### [Texto apresentado]
□ □ □

Corrompido e sob inflação acelerada, o Brasil não tem como impedir o tráfico de influências. O comércio de drogas e de armas, sem a venda de facilidades, torna-se ininteligível, e vice-versa. Todos os setores obscuros do poder estão implicados nesse comércio e nessa gênese. Esse circuito infernal é quase inelutável em economias sérias. Em nossa terra, ele devora as esperanças de convívio humano. Bandidos, políticos, gente comum, todos entram na sua lógica ensandecida.
Mesmo os EUA não conseguem reprimir os fabricantes e distribuidores de cocaína. Regras definem as competências dos Estados soberanos. A Suprema Corte, reconhecendo atos de policiais norte-americanos em outros países, até no sequestro de implicados, regride em termos de direito. Não raro, os produtores ligam-se ao centro de onde partiu a investida punitiva. Um governo, combatendo inimigos ocasionais de seu país, chega a usar drogas enquanto moeda de troca, aumentando a insegurança na terra que produz e na que distribui estupefacientes ou metralhadoras. Noriega ilustra o paradoxo, mas entra num sistema corruptor muito coerente.
Não existe corrupção estanque, impossível isolar os numerosos corruptos do Parlamento, olvidando os presos ao Executivo e à mercantilização generalizada de recursos públicos e particulares. Fabrizio Battistelli mostra, em estudo rigoroso, a quase impossibilidade de controlar a oferta de cocaína, de armas, de facilidades ("Armi e Corruzione", "La Critica Sociologica" 106, 1993). Atos repressivos são dirigidos para a demanda, nos países hospedeiros, "um pouco como na Idade Média se imaginava neutralizar a peste, levantando uma ponte levadiça".
E as leis? Feita uma delas, "todo empenho é posto na tarefa de eludi-la, em determinados setores da indústria e do comércio. Estes, sob oportunos olhos benévolos dos funcionários públicos encarregados de vigiar, levam armas aos países para os quais a exportação está oficialmente vetada". Em sentido inverso, o mesmo ocorre com as drogas. O fundo italiano para o desenvolvimento, governamental, pagou à Fiat os tanques comprados pela Somália falida. Passagem vertiginosa, mas há muito método nessa folia.
Giuliano Amato antecedeu o nosso João Alves no cinismo. No embargo mentiroso de armas ao Irã, a imprensa (que sempre incomoda os corruptos) descobriu depósitos bélicos nos portos italianos. Exegese de Amato no Parlamento: "Iran", nos enormes engradados, só queria dizer "Inspection and Repare As Necessary". O político ria, registra Battistelli, ao repetir esta "explicação", fornecida pelos serviços nacionais de segurança. Hienas instalam-se em qualquer plenário, nacional ou estrangeiro.

□ □ □

### [O que se pede]
a: Responda com base no texto sobre corrupção:
(i) Qual país, mesmo assim, não consegue reprimir os fabricantes e distribuidores de cocaína?
(ii) A que empresa o fundo italiano para o desenvolvimento pagou os tanques comprados pela Somália?
(iii) Segundo a explicação de Amato no Parlamento, o que queria dizer "Iran" nos engradados?
b: Dê sequência ao texto sobre corrupção, escrevendo o trecho seguinte a partir da última frase.
As linhas provêm de outra fonte.

□ □ □

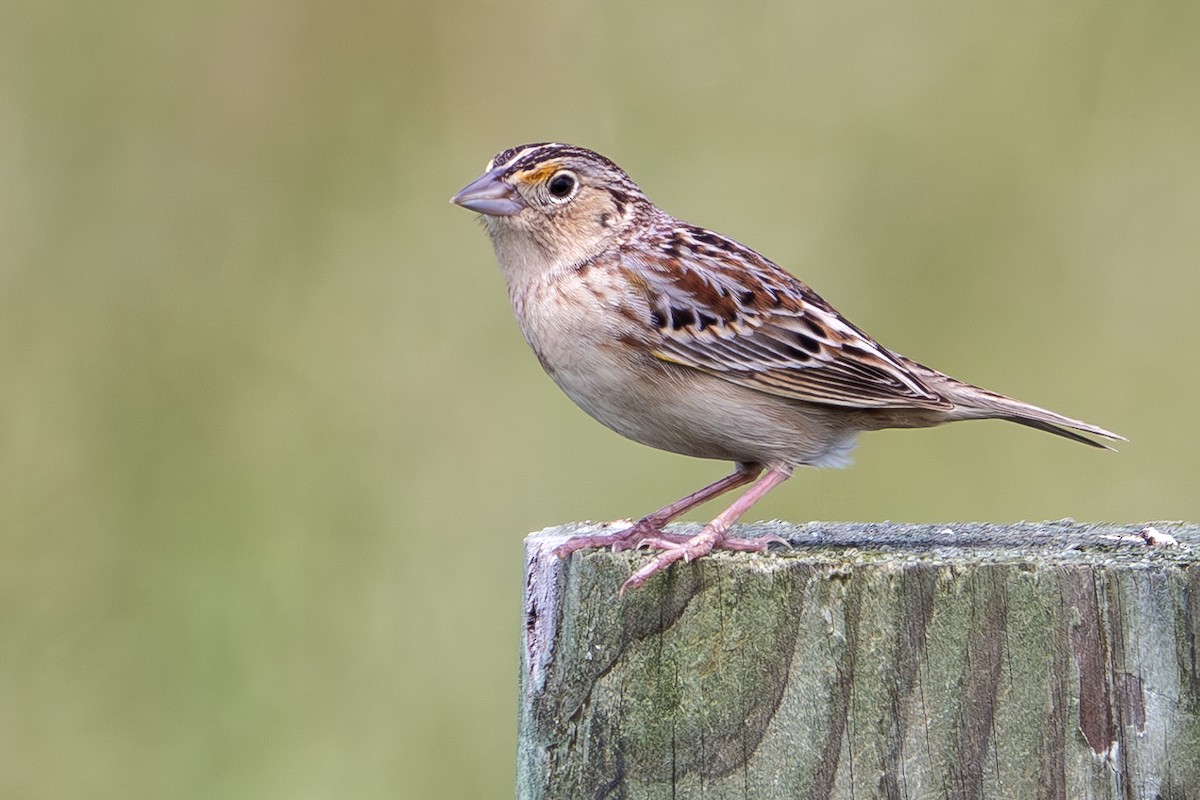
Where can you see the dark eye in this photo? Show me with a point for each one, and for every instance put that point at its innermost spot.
(562, 185)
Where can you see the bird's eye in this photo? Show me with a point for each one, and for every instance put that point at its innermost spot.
(562, 185)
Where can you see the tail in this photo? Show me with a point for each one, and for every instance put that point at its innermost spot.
(976, 403)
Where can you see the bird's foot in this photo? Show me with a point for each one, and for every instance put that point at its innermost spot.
(690, 548)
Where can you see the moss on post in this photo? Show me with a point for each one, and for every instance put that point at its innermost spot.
(1048, 660)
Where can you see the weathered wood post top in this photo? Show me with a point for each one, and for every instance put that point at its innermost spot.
(1041, 660)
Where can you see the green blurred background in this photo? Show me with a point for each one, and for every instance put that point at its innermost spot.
(270, 438)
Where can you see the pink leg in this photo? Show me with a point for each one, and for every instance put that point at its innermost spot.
(652, 524)
(713, 535)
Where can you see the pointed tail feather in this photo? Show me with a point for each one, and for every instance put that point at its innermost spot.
(973, 402)
(1065, 433)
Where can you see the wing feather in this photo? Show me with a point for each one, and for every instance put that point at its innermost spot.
(730, 312)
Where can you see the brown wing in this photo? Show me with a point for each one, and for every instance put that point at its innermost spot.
(723, 308)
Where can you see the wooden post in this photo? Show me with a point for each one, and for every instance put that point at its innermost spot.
(1032, 661)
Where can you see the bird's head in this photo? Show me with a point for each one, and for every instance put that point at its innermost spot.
(553, 204)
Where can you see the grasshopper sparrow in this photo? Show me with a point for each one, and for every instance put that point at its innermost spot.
(684, 340)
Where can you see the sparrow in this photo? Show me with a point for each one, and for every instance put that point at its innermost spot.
(688, 341)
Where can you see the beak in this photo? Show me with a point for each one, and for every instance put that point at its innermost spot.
(490, 194)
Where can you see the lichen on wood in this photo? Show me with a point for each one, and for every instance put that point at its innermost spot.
(1041, 660)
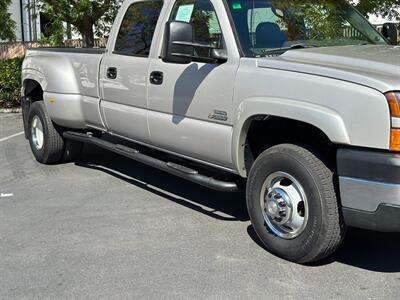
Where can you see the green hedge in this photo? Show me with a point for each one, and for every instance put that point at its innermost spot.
(10, 82)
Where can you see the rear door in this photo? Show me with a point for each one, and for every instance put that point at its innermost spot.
(124, 70)
(191, 110)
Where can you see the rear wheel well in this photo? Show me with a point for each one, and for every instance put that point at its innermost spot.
(266, 132)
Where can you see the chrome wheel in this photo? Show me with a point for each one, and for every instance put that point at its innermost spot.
(284, 205)
(37, 133)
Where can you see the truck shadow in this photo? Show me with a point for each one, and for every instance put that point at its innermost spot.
(373, 251)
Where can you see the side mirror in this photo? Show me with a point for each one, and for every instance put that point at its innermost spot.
(179, 46)
(389, 31)
(177, 53)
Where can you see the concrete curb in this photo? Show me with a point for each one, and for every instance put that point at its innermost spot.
(10, 110)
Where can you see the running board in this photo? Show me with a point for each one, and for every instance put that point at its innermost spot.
(169, 167)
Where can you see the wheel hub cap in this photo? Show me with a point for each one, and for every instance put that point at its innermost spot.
(278, 206)
(284, 205)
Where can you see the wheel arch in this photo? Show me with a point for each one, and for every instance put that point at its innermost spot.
(325, 121)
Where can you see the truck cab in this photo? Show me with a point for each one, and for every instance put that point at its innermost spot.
(297, 101)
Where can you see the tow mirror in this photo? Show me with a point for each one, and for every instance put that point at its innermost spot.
(179, 45)
(389, 31)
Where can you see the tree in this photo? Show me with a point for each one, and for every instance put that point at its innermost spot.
(387, 8)
(7, 25)
(89, 17)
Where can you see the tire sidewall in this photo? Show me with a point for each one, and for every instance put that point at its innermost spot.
(304, 244)
(36, 110)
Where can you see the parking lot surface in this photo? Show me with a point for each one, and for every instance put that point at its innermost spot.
(106, 227)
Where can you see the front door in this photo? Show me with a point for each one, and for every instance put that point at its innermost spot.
(124, 71)
(190, 112)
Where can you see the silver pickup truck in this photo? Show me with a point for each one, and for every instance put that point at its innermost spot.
(298, 101)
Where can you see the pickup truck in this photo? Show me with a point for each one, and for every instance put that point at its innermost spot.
(297, 102)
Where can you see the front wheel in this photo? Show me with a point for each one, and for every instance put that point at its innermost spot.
(292, 204)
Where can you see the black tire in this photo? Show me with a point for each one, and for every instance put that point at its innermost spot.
(324, 230)
(52, 150)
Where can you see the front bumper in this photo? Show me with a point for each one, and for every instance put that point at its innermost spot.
(369, 184)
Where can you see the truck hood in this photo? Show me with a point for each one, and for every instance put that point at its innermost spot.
(375, 66)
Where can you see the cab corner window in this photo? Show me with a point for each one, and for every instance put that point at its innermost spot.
(137, 28)
(202, 15)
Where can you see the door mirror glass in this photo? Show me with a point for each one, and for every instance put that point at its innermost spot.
(177, 39)
(179, 46)
(389, 31)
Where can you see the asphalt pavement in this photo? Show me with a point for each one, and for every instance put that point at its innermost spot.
(109, 228)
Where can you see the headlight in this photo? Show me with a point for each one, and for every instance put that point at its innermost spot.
(393, 99)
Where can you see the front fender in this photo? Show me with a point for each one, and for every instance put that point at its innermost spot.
(327, 120)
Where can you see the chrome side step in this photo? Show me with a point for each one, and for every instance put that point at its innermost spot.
(169, 167)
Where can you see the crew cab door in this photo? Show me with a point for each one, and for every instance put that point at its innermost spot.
(190, 105)
(124, 70)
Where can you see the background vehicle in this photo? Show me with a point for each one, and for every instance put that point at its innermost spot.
(297, 98)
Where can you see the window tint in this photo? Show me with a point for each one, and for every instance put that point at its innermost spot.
(205, 22)
(137, 28)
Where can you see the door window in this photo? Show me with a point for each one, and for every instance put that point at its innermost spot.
(202, 15)
(137, 28)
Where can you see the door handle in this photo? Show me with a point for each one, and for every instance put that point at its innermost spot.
(112, 73)
(156, 78)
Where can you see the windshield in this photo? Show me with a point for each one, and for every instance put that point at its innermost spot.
(265, 26)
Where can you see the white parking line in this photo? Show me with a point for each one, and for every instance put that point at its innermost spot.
(11, 136)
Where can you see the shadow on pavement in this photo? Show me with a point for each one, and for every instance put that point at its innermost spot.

□ □ □

### [Respostas por tarefa]
a:
(i) Os EUA.
(ii) À Fiat.
(iii) "Inspection and Repare As Necessary".

b:
Se os produtores de armas e drogas acham muito salgada a taxa devida aos "serviços" da corrupção, eles plantam denúncias sobre corruptos reais ou imaginários, acalmando o "mercado". Várias campanhas com aparência ética têm essa origem asquerosa. O episódio PC Farias entra no sistema. Entre os bandidos notórios e os parlamentares corruptos, há uma zona cinzenta povoada pelos executivos, funcionários, gente rica e pobre. Tudo isso ocorre no sigilo, quebrado apenas pelos ocasionais delatores, os presos a um dos grupos em conflito. Clandestinidade privada e segredo oficial dão longa vida aos lucros malditos de armas e drogas.
Até 1990, um parlamentar italiano não podia ler o decreto sobre comércio estatal de armas. "Se ele pede informações sobre o texto de uma fonte menor do direito, um decreto ministerial, ouve do governo que ele não pode ser conhecido, porque está coberto pelo segredo de Estado". O remédio para esses males é a democracia e a translucidez na coisa pública. Imprensa livre e urnas servem para atenuar a "Raison d'Etat" corrupta.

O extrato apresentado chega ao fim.